Records of labeled points:
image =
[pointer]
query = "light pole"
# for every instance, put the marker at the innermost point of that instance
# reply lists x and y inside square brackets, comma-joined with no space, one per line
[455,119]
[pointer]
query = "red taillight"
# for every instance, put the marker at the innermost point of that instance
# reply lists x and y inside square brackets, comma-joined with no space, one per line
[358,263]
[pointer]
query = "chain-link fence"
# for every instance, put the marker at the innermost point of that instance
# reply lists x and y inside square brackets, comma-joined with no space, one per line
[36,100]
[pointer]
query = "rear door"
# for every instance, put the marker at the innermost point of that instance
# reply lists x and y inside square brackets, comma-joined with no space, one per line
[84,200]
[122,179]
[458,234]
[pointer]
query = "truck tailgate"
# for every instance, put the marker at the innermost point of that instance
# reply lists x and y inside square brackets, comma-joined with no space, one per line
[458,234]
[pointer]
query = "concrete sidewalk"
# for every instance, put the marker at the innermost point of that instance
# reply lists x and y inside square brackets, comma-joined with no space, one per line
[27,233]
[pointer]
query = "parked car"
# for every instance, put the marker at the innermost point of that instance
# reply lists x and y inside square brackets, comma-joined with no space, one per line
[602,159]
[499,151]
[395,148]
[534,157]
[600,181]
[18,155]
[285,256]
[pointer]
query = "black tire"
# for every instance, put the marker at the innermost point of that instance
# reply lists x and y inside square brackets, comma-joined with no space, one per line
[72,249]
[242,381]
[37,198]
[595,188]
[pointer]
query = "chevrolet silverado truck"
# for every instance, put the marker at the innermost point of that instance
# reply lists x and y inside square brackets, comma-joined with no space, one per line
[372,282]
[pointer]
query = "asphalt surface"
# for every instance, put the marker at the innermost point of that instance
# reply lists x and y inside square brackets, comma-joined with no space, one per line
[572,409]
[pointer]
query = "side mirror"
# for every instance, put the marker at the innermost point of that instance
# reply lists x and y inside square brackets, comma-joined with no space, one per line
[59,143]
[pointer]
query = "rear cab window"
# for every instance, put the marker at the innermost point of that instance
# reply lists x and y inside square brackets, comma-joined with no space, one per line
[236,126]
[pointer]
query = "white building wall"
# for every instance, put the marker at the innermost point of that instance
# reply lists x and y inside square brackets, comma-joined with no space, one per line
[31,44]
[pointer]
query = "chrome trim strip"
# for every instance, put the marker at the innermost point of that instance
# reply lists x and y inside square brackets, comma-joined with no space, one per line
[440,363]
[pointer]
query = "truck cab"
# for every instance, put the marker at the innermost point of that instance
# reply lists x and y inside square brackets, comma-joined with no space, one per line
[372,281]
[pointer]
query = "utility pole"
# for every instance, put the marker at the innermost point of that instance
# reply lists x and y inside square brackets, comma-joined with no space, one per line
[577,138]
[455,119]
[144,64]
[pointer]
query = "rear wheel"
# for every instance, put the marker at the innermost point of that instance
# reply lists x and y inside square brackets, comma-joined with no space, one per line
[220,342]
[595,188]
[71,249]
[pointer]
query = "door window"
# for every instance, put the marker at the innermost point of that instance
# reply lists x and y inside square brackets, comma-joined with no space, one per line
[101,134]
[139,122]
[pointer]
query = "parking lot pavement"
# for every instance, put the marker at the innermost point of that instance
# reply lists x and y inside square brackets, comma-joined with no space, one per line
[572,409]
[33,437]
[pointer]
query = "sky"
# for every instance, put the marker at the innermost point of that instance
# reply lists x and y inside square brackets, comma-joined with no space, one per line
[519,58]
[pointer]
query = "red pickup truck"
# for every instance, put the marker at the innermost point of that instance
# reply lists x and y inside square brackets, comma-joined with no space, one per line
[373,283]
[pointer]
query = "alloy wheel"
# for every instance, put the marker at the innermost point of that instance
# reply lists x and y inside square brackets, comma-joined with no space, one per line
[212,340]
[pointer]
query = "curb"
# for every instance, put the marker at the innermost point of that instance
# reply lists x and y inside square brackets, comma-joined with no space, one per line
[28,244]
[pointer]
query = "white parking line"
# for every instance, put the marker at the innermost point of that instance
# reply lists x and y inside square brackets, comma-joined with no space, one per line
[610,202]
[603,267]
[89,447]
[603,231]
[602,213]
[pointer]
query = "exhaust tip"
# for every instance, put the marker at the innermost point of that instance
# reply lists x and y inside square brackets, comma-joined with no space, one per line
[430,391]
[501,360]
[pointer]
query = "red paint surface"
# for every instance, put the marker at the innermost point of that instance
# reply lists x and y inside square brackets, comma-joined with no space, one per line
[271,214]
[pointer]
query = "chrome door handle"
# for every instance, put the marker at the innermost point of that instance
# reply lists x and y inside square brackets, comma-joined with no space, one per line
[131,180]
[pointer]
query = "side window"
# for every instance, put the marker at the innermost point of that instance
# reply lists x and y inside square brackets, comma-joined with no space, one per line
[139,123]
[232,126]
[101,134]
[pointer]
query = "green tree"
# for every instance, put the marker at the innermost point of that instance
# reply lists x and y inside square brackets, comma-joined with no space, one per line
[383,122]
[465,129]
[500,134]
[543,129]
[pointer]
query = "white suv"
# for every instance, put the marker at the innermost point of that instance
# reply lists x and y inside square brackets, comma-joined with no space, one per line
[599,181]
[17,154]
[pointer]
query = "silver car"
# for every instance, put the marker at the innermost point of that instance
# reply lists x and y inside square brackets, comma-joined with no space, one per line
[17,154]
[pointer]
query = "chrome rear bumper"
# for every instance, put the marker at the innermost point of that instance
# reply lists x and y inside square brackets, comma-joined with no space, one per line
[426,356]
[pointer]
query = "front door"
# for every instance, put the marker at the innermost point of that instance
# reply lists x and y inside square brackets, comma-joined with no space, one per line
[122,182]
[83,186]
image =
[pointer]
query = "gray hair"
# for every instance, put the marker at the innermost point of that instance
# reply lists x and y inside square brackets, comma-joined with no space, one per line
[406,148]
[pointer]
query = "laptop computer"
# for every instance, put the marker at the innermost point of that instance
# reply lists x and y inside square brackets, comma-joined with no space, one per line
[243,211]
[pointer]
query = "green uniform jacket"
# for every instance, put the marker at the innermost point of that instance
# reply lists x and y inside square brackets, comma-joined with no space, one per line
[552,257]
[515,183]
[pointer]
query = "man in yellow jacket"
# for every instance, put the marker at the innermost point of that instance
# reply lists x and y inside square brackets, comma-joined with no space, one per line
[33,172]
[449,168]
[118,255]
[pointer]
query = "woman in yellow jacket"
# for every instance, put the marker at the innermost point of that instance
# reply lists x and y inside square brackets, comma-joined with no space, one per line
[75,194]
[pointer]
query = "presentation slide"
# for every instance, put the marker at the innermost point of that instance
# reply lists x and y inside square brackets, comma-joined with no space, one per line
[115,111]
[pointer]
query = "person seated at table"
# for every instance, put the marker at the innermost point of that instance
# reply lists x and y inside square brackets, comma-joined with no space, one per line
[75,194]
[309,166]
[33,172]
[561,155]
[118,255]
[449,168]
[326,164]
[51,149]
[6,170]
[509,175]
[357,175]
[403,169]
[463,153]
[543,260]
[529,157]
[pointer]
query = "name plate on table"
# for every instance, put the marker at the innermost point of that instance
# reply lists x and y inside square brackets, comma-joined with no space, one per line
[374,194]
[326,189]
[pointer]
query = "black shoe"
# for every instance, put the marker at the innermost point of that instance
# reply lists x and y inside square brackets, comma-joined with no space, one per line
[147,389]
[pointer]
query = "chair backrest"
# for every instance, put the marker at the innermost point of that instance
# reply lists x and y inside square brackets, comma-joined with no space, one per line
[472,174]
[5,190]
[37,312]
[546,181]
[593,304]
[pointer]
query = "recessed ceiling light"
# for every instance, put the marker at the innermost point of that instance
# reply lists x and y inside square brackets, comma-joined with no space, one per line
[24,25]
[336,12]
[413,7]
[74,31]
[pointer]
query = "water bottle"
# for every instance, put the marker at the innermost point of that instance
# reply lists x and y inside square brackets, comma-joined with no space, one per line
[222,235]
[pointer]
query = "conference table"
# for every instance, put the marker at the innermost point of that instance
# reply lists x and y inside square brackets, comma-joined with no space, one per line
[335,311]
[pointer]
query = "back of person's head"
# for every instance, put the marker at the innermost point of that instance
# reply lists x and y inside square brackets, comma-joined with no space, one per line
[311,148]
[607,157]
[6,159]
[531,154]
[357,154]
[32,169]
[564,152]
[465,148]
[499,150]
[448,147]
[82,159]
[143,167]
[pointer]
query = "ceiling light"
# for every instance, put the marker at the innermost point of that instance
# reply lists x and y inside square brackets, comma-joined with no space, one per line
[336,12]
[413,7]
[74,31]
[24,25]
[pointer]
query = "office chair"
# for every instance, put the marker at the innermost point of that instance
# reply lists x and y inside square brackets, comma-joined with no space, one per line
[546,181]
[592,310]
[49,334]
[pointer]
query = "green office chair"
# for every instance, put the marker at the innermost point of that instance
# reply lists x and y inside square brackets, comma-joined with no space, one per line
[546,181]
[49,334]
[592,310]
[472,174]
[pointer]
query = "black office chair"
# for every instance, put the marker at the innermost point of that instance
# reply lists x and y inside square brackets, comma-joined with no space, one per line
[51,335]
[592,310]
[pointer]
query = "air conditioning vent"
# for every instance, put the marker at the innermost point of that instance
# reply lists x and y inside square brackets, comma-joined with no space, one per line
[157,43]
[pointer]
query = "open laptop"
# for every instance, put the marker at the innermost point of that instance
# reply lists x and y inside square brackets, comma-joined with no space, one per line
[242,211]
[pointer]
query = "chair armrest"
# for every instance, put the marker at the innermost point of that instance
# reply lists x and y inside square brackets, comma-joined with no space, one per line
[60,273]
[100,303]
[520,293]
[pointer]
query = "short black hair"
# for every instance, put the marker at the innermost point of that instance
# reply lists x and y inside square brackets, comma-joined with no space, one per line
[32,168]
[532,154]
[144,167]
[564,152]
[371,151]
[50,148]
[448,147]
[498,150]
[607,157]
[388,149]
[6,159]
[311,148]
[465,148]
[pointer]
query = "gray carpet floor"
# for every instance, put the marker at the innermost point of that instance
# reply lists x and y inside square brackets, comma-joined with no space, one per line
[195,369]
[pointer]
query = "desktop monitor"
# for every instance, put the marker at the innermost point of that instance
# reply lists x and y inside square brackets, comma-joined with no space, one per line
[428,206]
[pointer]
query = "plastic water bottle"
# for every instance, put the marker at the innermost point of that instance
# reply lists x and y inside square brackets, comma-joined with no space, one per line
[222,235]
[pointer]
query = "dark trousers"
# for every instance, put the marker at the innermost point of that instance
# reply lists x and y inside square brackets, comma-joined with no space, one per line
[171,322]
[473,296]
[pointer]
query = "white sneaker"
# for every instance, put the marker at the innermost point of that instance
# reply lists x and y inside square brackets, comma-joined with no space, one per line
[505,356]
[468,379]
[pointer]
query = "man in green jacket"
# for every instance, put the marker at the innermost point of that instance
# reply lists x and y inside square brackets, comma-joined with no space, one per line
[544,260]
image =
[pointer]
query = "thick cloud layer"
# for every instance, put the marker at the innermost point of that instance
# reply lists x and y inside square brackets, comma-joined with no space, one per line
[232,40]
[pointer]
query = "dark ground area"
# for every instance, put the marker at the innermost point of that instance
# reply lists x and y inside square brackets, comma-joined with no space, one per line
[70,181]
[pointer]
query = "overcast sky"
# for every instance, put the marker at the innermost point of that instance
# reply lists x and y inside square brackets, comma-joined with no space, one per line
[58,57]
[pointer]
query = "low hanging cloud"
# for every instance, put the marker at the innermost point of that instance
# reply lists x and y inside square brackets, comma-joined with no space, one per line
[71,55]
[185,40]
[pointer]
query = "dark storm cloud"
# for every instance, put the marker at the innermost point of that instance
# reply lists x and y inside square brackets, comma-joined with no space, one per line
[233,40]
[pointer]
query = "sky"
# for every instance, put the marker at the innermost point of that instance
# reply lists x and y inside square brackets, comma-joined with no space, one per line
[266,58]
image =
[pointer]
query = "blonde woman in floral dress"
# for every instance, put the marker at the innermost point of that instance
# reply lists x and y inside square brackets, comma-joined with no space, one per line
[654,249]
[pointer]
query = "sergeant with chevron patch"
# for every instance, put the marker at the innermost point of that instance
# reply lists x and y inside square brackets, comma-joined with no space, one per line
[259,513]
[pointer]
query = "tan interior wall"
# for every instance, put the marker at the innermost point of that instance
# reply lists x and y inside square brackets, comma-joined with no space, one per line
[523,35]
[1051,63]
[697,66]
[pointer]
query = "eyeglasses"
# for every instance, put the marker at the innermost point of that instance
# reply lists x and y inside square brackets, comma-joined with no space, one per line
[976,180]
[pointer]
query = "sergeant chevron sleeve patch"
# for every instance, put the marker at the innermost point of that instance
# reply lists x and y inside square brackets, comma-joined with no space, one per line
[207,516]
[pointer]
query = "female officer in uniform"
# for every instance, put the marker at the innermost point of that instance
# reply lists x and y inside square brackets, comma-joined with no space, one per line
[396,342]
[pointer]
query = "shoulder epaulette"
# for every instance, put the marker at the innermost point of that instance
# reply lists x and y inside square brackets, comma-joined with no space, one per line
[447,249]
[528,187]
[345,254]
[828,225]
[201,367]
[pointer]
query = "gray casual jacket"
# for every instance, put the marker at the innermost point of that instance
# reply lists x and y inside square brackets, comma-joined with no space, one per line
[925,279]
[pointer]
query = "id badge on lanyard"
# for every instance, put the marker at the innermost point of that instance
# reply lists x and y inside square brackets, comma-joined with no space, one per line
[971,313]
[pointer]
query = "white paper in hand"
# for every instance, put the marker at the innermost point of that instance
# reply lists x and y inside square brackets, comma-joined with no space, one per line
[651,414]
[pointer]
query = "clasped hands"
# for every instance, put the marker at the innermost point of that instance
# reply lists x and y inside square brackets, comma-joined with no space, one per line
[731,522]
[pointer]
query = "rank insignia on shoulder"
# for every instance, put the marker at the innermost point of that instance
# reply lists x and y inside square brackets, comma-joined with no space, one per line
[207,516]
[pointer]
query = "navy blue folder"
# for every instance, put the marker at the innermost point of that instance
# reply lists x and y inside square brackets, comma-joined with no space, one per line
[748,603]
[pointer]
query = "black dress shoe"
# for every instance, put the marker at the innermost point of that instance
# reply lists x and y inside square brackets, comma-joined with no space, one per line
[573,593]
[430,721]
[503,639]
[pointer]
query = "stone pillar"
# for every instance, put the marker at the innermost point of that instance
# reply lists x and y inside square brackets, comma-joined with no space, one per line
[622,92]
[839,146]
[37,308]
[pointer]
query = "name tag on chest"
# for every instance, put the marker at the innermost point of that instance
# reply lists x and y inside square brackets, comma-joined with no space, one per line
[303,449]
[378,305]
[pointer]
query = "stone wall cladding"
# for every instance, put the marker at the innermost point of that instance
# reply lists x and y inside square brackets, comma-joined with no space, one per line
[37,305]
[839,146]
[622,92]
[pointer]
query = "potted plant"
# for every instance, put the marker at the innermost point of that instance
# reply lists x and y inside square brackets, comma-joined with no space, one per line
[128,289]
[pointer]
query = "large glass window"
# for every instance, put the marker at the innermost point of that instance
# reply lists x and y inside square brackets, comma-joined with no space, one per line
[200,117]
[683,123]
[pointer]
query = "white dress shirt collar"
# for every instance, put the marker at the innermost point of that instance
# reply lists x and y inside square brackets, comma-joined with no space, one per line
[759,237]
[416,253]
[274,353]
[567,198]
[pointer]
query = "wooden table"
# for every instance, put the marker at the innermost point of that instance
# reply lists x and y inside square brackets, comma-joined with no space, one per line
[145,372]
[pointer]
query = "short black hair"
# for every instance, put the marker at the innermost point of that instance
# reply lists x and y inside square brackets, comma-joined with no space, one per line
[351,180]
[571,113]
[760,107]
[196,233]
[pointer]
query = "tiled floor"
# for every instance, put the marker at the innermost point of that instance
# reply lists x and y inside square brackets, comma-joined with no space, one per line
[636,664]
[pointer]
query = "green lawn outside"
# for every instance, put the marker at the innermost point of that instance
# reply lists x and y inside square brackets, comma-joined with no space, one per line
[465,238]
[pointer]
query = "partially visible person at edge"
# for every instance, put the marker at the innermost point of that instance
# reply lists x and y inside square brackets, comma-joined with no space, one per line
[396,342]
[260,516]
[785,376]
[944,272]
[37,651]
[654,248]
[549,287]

Written task:
How many lines in the entries above contain the word "gray"? Case counts, and the reply should be only the number.

The response:
3